(Document extract)

Taking Power Back: Review by CURA

Professor Jonathan Davies and Dr Adrian Bua from CURA respond to Simon Parker’s  previous  blog where he explained the argument of his recent book ‘Taking Power Back‘. This blog will be followed over the next few weeks with a reply by Simon.

Taking Power Back is written as a provocation – a manifesto for change – at a moment when the ruthlessly centralising tradition of British politics is under greater critical scrutiny than ever before. As Simon Parker explains in his blog post, current levels of centralisation in British politics are unsustainable and the call for radical decentralisation, driven by the social action of place-based individuals and communities is timely.  Moreover, Simon argues that with the end of austerity nowhere in sight, the halcyon days of the welfare state are in any case well and truly over. Something has to be done.

Simon’s alternative is encapsulated in the idea of ‘commonism’, a new kind of society based on self-help and mutual aid enabled by a more local, relational and supportive state, rather than the over-bearing centralised behemoth developed since the post war era. Simon thinks that we are moving into a conjuncture more favourable to commonism, as experiments proliferate and the state slowly and reluctantly begins to show awareness of its limitations. In his analysis, the push for devolution and localism is more than a mere straw in the wind.   The wave of city deals, with the Greater Manchester Combined Authority at the forefront (which Simon discusses at length) signals an opportunity to develop the ‘commonist’ agenda and forge a path to a more decentralised and democratic polity.  Taking Power Back is at once resolutely pragmatic and visionary.  Commonism is not communism, a system that envisions the entire system of production, distribution and exchange socialised and democratised.  Rather, the practices of commoning sit in a nebulous and uneasy relationship with state and market.  It rests tacitly on re-working the classic state-market-civil society triad.

However, preoccupation with the critique of statism means the triad is never adequately discussed.  For example, Simon is very reticent about markets, corporations and economic crises. Contemporary political economy tells us that states and markets are deeply inter-dependent. Much of what states do in the 21st century is about extending the reach of the profit economy.  Take austerity, a policy regime Simon tends to take for granted: it undermines the resources of localism in ways that seem destined to shrivel the commons.  First, we know that cuts in state funding drive local community organisations to the wall.  Second, government contracts are deeply biased towards corporate contractors and large extra-local civil society organisations (the so-called “primes”), and against local organisations.  Third, austerity welfare and its extraordinarily punitive sanctioning regime so envelops and bureaucratises the lives of millions of unemployed and working poor citizens, that it is hard to envisage them finding the time or cognitive space to do any volunteering or commoning.

(End Document extract)
(Dataset content)

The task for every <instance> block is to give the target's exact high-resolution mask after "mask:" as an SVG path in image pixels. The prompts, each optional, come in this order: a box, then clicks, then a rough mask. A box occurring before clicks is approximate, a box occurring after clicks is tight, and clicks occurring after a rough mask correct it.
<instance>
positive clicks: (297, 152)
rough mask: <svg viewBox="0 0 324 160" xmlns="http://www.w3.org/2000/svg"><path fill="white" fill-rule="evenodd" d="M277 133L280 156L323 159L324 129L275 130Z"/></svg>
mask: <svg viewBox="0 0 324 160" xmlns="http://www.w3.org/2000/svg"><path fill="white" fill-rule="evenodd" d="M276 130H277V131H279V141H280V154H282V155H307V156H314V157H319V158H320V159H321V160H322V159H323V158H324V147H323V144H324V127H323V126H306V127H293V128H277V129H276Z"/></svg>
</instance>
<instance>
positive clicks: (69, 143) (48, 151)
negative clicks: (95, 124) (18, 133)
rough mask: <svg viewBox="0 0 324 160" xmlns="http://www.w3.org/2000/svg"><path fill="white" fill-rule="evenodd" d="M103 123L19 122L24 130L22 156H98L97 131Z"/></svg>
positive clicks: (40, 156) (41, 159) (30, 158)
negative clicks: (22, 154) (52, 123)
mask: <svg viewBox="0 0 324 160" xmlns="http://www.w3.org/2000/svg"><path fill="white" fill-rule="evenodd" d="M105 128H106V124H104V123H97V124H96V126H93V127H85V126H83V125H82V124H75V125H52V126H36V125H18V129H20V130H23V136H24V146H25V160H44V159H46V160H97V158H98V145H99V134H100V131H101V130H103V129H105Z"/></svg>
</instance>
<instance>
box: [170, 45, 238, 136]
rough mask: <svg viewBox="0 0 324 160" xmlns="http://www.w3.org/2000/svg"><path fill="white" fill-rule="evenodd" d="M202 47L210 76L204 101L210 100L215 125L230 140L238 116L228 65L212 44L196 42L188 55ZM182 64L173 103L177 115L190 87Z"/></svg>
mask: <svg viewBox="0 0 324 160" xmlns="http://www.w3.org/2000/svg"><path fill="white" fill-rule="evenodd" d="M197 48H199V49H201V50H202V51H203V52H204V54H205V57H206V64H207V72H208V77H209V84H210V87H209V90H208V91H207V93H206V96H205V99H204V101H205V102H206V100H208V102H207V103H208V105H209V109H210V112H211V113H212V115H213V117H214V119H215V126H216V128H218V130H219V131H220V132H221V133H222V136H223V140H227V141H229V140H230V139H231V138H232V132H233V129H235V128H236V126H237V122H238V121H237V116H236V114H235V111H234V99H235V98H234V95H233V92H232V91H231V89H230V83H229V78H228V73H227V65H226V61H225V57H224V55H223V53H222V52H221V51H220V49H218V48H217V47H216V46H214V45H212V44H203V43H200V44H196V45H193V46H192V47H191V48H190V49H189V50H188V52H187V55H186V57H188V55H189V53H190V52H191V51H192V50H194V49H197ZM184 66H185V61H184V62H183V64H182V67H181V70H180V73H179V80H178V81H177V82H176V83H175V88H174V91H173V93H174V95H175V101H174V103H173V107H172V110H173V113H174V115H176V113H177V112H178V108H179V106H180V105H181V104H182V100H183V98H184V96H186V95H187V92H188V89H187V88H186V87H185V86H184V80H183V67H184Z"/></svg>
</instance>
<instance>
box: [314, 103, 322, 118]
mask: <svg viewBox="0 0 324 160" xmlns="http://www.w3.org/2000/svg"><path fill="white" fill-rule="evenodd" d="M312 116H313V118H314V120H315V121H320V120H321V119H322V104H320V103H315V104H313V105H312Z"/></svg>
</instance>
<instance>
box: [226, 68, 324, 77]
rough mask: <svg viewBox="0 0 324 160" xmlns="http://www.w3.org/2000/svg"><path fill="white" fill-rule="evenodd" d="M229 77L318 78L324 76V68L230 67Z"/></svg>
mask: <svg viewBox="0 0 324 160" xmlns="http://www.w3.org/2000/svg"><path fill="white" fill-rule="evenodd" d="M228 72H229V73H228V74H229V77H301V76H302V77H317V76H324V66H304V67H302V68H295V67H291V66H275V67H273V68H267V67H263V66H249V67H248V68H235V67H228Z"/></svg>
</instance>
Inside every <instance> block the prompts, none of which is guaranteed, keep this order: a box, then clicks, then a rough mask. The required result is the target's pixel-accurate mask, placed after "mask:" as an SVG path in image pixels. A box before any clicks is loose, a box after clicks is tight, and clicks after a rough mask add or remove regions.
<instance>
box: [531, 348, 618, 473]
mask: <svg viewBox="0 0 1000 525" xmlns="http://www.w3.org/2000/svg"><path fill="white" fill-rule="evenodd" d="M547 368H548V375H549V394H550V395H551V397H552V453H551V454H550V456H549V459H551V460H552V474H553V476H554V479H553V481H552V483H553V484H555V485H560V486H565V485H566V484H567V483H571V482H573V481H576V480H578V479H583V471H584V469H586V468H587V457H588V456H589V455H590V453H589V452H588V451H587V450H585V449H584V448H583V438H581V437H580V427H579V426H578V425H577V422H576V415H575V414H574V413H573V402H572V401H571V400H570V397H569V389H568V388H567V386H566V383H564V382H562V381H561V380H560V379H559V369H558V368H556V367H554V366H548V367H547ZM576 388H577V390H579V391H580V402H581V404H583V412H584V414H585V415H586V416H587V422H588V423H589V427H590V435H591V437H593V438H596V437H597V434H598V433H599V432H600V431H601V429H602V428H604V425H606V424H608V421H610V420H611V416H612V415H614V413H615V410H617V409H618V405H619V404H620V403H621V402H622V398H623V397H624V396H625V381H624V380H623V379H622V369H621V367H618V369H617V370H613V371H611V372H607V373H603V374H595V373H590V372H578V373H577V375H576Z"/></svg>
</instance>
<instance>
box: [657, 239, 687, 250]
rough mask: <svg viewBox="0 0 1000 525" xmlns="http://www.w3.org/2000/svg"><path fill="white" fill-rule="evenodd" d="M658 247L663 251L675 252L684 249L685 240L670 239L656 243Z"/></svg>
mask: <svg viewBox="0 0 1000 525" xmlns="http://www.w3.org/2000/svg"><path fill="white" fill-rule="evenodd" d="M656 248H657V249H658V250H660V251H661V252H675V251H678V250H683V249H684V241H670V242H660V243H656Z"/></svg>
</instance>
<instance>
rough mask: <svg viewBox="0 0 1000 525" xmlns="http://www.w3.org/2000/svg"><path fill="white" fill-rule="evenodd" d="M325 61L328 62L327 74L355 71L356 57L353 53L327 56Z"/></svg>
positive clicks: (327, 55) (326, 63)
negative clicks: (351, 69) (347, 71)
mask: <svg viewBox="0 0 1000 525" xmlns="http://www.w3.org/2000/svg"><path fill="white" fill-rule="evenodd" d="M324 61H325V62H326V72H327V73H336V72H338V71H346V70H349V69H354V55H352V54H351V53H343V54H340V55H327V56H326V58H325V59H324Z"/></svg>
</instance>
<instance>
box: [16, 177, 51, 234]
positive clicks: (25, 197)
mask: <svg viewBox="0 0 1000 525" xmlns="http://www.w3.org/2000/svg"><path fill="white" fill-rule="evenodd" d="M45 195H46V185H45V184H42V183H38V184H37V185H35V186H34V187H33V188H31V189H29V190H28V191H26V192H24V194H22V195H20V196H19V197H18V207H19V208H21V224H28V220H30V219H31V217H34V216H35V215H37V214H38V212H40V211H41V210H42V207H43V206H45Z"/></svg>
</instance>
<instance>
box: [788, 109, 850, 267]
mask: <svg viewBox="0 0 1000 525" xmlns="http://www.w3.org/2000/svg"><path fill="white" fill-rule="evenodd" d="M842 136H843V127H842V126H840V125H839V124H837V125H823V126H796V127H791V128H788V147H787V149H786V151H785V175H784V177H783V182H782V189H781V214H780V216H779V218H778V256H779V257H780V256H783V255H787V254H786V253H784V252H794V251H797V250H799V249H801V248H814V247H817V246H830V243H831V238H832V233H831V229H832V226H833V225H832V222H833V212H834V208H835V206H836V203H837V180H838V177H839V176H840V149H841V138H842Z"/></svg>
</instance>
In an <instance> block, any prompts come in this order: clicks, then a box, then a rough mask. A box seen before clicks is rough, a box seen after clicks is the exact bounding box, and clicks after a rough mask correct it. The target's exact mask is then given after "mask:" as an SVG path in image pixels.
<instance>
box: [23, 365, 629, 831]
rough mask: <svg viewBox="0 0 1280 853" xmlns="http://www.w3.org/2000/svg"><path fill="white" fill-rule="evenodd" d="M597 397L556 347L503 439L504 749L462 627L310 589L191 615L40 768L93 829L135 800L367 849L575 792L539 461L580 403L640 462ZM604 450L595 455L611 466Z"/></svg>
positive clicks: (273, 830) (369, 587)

(End Dataset content)

Tasks to perform —
a) Print the part of the review from "Taking Power Back: Review" up to and including "to be done.".
b) Collect each line of the entries that contains the string "every", matching case.
The review and the entries have nothing to do with each other.

Your responses —
a)
Taking Power Back: Review by CURA

Professor Jonathan Davies and Dr Adrian Bua from CURA respond to Simon Parker’s  previous  blog where he explained the argument of his recent book ‘Taking Power Back‘. This blog will be followed over the next few weeks with a reply by Simon.

Taking Power Back is written as a provocation – a manifesto for change – at a moment when the ruthlessly centralising tradition of British politics is under greater critical scrutiny than ever before. As Simon Parker explains in his blog post, current levels of centralisation in British politics are unsustainable and the call for radical decentralisation, driven by the social action of place-based individuals and communities is timely.  Moreover, Simon argues that with the end of austerity nowhere in sight, the halcyon days of the welfare state are in any case well and truly over. Something has to be done.

b)
The task for every <instance> block is to give the target's exact high-resolution mask after "mask:" as an SVG path in image pixels. The prompts, each optional, come in this order: a box, then clicks, then a rough mask. A box occurring before clicks is approximate, a box occurring after clicks is tight, and clicks occurring after a rough mask correct it.
Inside every <instance> block the prompts, none of which is guaranteed, keep this order: a box, then clicks, then a rough mask. The required result is the target's pixel-accurate mask, placed after "mask:" as an SVG path in image pixels. A box before any clicks is loose, a box after clicks is tight, and clicks after a rough mask add or remove regions.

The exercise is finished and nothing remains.